(LISTED ENTRIES)

────────

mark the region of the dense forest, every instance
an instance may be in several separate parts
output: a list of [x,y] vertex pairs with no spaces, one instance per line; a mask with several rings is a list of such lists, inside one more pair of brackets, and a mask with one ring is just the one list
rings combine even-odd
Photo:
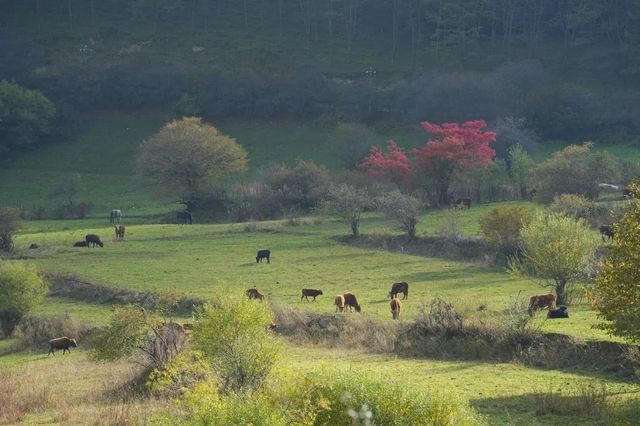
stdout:
[[0,1],[0,80],[61,123],[173,105],[206,119],[523,118],[553,140],[640,129],[634,0]]

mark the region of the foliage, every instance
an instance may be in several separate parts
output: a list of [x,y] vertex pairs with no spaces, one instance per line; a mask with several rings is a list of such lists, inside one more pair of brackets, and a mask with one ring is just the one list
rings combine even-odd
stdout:
[[263,182],[232,185],[227,191],[226,205],[236,222],[272,219],[281,207],[277,194]]
[[449,185],[454,174],[479,164],[490,164],[495,151],[489,143],[495,141],[496,134],[483,130],[483,120],[457,123],[422,123],[427,132],[439,136],[430,140],[422,148],[413,150],[416,166],[436,180],[438,202],[448,203]]
[[156,395],[180,398],[199,383],[214,383],[213,372],[201,352],[185,351],[162,369],[151,372],[147,386]]
[[22,213],[15,207],[0,207],[0,250],[13,250],[13,235],[20,229]]
[[246,168],[246,151],[200,118],[166,124],[140,146],[138,172],[193,208],[211,186]]
[[354,237],[360,234],[362,214],[372,207],[373,201],[362,189],[347,184],[339,184],[329,189],[327,199],[322,203],[320,211],[347,220]]
[[371,147],[371,153],[360,164],[370,176],[384,177],[399,187],[409,185],[411,166],[404,150],[390,140],[385,153],[377,146]]
[[144,309],[113,305],[109,323],[91,341],[91,357],[113,361],[138,353],[149,340],[152,322]]
[[554,152],[534,170],[537,195],[548,202],[559,194],[597,197],[598,183],[619,182],[620,165],[606,151],[592,151],[593,144],[569,145]]
[[298,160],[294,167],[273,166],[267,171],[264,182],[280,201],[281,209],[309,211],[329,190],[327,169],[313,161]]
[[492,147],[496,150],[496,157],[508,158],[509,151],[517,145],[528,154],[533,154],[538,149],[538,137],[527,128],[527,122],[523,118],[501,117],[493,130],[496,132],[496,141]]
[[273,313],[244,295],[224,295],[198,314],[193,342],[213,367],[224,392],[257,389],[280,347],[269,332]]
[[0,261],[0,325],[5,337],[11,335],[27,313],[43,302],[48,290],[34,266]]
[[186,393],[179,408],[181,417],[168,421],[265,426],[483,423],[453,395],[407,390],[365,371],[300,375],[281,370],[251,394],[220,394],[202,383]]
[[55,115],[55,106],[41,92],[0,81],[0,153],[37,144]]
[[524,206],[496,207],[480,218],[480,229],[487,244],[506,255],[516,255],[520,232],[531,221]]
[[566,305],[569,286],[591,268],[598,241],[584,219],[537,212],[521,231],[521,260],[511,270],[542,280],[556,292],[556,304]]
[[553,197],[549,210],[562,213],[565,216],[581,219],[589,219],[595,209],[595,203],[584,195],[560,194]]
[[423,211],[420,199],[396,190],[381,195],[377,205],[387,217],[400,222],[409,238],[416,236],[416,224]]
[[20,349],[40,349],[52,337],[67,336],[81,340],[89,330],[86,322],[65,312],[54,316],[29,315],[20,321],[13,336]]
[[[632,188],[639,193],[637,184]],[[640,342],[639,221],[640,203],[636,199],[615,224],[615,238],[595,288],[588,293],[598,317],[606,320],[598,327],[634,342]]]
[[509,175],[516,185],[520,198],[526,200],[529,196],[529,186],[534,162],[519,144],[512,145],[508,151],[507,164]]

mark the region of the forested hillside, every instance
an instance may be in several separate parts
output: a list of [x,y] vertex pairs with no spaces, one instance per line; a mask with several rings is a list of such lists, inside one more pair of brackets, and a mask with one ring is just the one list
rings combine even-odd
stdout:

────────

(DESCRIPTION OF THE TASK) The answer is the complete set of records, copied exactly, with pictures omitted.

(RESPONSE BELOW)
mark the region of the dense forest, every instance
an instance may be in several separate parts
output: a list of [x,y] vertex pairs with no spaces, one instance per line; a mask with several rings is a list of such lists, inside one more pair of brackets, and a mask with one ring is just the one list
rings combine even-odd
Photo:
stdout:
[[0,1],[0,80],[61,123],[173,105],[206,119],[523,118],[553,140],[640,129],[634,0]]

mark the region of the foliage, every instance
an instance may be in several separate parts
output: a list of [x,y] vertex pairs with no spaces, one instance per line; a mask with several rings is a list of such lists, inside one more pair of brackets, and a mask with one ring is just the one list
rings combine even-odd
stdout:
[[263,182],[232,185],[227,191],[226,205],[236,222],[272,219],[281,207],[277,194]]
[[449,185],[454,174],[479,164],[490,164],[495,151],[489,143],[495,141],[496,134],[483,130],[483,120],[457,123],[422,123],[427,132],[439,136],[430,140],[422,148],[413,150],[416,166],[436,180],[438,202],[448,203]]
[[156,395],[180,398],[199,383],[214,383],[213,372],[201,352],[185,351],[162,369],[151,372],[147,386]]
[[22,213],[15,207],[0,207],[0,250],[13,250],[13,235],[20,229]]
[[246,168],[246,151],[200,118],[166,124],[140,146],[138,172],[193,208],[211,186]]
[[354,237],[360,234],[362,214],[372,207],[373,201],[362,189],[347,184],[339,184],[329,189],[327,199],[322,203],[320,211],[347,220]]
[[371,147],[371,153],[360,164],[370,176],[384,177],[399,187],[409,185],[411,166],[404,150],[390,140],[385,153],[377,146]]
[[144,309],[113,305],[109,323],[91,341],[91,357],[113,361],[138,353],[149,340],[152,322]]
[[554,152],[534,170],[537,195],[548,202],[559,194],[597,197],[598,183],[619,182],[620,165],[606,151],[592,151],[593,144],[569,145]]
[[298,160],[294,167],[273,166],[267,171],[264,182],[280,201],[281,209],[309,211],[329,190],[327,169],[313,161]]
[[492,147],[496,150],[496,157],[508,158],[509,151],[517,145],[528,154],[533,154],[538,149],[538,137],[527,128],[527,122],[523,118],[501,117],[493,130],[496,132],[496,141]]
[[273,313],[244,295],[224,295],[198,314],[193,342],[213,367],[224,392],[257,389],[280,347],[269,332]]
[[0,261],[0,325],[5,337],[11,335],[27,313],[43,302],[48,290],[34,266]]
[[186,393],[179,408],[181,417],[168,421],[265,426],[483,423],[453,395],[407,390],[365,371],[300,375],[281,370],[251,394],[220,394],[202,383]]
[[55,115],[55,106],[41,92],[0,81],[0,153],[37,144]]
[[524,206],[496,207],[480,218],[480,229],[487,244],[506,255],[516,255],[520,232],[531,221]]
[[566,305],[569,286],[591,268],[598,241],[584,219],[537,212],[521,231],[521,260],[511,270],[542,280],[556,292],[556,304]]
[[553,197],[549,210],[562,213],[565,216],[581,219],[589,219],[595,209],[595,203],[584,195],[560,194]]
[[423,211],[420,199],[396,190],[381,195],[377,205],[387,217],[400,222],[409,238],[416,236],[416,224]]
[[20,349],[40,349],[52,337],[67,336],[81,340],[89,330],[86,322],[65,312],[54,316],[29,315],[20,321],[13,336]]
[[[632,188],[639,193],[637,184]],[[640,342],[639,221],[640,203],[636,199],[615,224],[615,238],[595,288],[588,293],[598,317],[606,320],[598,327],[634,342]]]
[[509,175],[516,185],[520,198],[526,200],[529,196],[529,186],[534,162],[519,144],[512,145],[508,151],[507,164]]

mark the region of the forested hillside, every instance
an instance may be in several separate parts
output: a list of [x,y] vertex pairs with no spaces, one instance per line; a mask with several rings is a list of such lists, inside one more pair of brackets, and a mask with one ring is just the one list
rings combine even-odd
stdout:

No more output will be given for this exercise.